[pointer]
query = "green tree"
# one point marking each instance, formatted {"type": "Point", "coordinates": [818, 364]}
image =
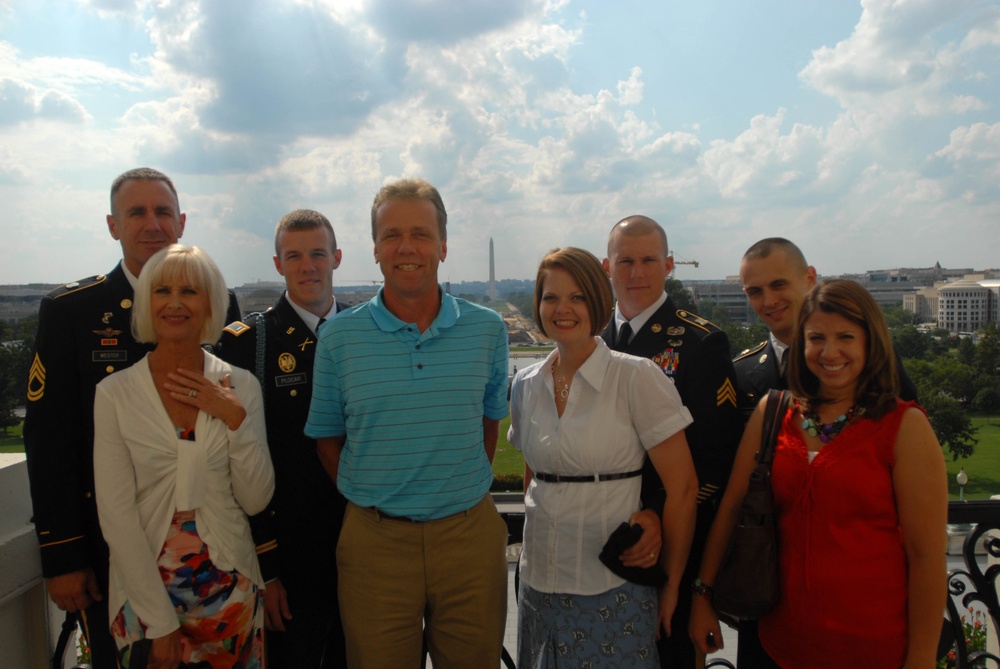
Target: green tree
{"type": "Point", "coordinates": [951, 424]}
{"type": "Point", "coordinates": [525, 303]}
{"type": "Point", "coordinates": [988, 351]}
{"type": "Point", "coordinates": [13, 376]}
{"type": "Point", "coordinates": [987, 401]}
{"type": "Point", "coordinates": [943, 374]}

* [TASK STATEMENT]:
Pictures aside, write out all of the records exactly.

* [SOLUTION TO THIS TASK]:
[pointer]
query = "green tree"
# one point marking each instance, formatted {"type": "Point", "coordinates": [818, 364]}
image =
Target: green tree
{"type": "Point", "coordinates": [951, 424]}
{"type": "Point", "coordinates": [525, 303]}
{"type": "Point", "coordinates": [988, 351]}
{"type": "Point", "coordinates": [13, 376]}
{"type": "Point", "coordinates": [987, 401]}
{"type": "Point", "coordinates": [943, 374]}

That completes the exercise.